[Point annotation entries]
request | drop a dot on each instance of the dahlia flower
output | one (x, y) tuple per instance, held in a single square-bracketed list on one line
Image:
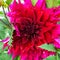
[(33, 26)]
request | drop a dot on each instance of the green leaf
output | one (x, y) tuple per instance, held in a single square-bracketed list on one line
[(8, 1), (49, 47)]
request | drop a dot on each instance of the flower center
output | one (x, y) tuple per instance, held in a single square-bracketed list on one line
[(29, 29)]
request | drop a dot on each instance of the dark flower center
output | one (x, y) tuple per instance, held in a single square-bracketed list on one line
[(29, 29)]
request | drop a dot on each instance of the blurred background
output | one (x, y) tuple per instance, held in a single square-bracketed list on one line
[(5, 26)]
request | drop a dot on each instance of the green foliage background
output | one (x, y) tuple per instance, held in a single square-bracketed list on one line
[(5, 31)]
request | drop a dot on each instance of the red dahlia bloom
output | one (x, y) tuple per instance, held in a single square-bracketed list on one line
[(34, 26)]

Task prompt:
Copy every entry above character for character, leaving the picture out of your answer.

Reply:
request | drop a dot on each instance of the dahlia flower
output | one (x, y) tuple per instance, held in a single square-bracketed list on one line
Image:
[(33, 26)]
request | drop a dot on each instance of the green leaf
output | one (x, y) tuple per instance, held in a single square-bracketed list on one line
[(8, 1), (49, 47)]
request | drop a dot on each instance of the flower center
output | one (x, y) tuple per instance, held in a single square-bracketed list on one line
[(29, 29)]
request | drop a dot on each instance of the dark flower center
output | one (x, y) tuple per instance, held in a single square-bracketed list on one line
[(29, 29)]
request | drop a dot on each instance of the blurred background
output | one (x, y) tuple per instance, held in a single square-bracketed list on one line
[(5, 26)]
request | drop a dot on each instance of the green foliage background
output | one (x, y) tuple per instance, held in a single square-bracketed list on one line
[(5, 31)]
request | drop a dot on each instance of the red dahlia bloom
output | one (x, y) tuple per instance, held in a single square-bracketed list on one line
[(34, 26)]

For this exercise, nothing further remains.